Data to process: Begin

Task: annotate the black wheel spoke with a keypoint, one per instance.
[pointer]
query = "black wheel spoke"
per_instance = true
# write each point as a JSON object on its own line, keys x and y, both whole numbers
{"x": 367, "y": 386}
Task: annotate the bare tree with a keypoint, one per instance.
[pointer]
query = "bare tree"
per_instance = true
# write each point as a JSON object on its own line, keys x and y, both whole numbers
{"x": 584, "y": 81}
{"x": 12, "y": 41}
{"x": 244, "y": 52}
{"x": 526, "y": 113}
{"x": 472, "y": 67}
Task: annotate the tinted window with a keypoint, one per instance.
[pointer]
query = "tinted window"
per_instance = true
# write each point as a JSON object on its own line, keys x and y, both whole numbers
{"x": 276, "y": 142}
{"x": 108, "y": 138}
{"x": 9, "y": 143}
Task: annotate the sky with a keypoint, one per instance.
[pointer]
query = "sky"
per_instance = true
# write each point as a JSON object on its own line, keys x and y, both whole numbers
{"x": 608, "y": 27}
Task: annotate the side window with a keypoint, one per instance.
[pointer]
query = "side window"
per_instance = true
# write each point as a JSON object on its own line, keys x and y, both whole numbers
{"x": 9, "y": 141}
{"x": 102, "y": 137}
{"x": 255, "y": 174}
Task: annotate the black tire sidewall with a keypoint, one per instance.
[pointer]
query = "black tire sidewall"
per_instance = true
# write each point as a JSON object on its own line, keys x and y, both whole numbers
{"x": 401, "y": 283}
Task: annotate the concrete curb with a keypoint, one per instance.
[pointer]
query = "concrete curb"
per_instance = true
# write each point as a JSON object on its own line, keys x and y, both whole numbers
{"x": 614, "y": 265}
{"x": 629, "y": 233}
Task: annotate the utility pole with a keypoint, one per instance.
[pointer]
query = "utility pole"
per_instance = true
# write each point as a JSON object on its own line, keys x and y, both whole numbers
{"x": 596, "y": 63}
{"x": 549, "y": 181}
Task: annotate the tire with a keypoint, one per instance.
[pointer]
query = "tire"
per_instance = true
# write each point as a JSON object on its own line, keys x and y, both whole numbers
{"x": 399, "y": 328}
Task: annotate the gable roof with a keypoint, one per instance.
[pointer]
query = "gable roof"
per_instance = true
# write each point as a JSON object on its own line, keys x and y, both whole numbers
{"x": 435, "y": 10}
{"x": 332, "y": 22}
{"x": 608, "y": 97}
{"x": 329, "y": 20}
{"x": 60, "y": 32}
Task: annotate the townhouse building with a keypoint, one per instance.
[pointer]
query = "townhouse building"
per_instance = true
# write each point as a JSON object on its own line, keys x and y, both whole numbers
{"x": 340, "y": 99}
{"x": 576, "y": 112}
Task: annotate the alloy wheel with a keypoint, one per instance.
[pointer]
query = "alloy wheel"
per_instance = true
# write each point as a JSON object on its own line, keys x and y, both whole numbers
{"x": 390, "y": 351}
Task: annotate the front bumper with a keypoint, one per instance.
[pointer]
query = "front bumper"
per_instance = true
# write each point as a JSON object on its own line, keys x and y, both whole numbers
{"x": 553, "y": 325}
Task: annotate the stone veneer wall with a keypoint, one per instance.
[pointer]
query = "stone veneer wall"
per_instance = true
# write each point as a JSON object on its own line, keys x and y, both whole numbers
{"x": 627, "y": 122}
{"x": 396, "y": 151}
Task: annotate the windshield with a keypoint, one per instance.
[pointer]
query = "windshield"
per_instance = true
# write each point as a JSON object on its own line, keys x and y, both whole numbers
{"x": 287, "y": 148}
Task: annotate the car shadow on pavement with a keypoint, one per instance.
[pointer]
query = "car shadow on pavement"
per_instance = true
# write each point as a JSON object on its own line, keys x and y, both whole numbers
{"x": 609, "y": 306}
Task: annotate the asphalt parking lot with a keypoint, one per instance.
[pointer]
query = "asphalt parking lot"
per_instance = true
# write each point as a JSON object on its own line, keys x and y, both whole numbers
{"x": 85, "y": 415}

Data to process: End

Task
Which lines in the entries above contain "townhouse"? Pull each of them out.

Worked solution
Task: annotate the townhouse building with a keypoint, one per instance.
query = "townhouse building"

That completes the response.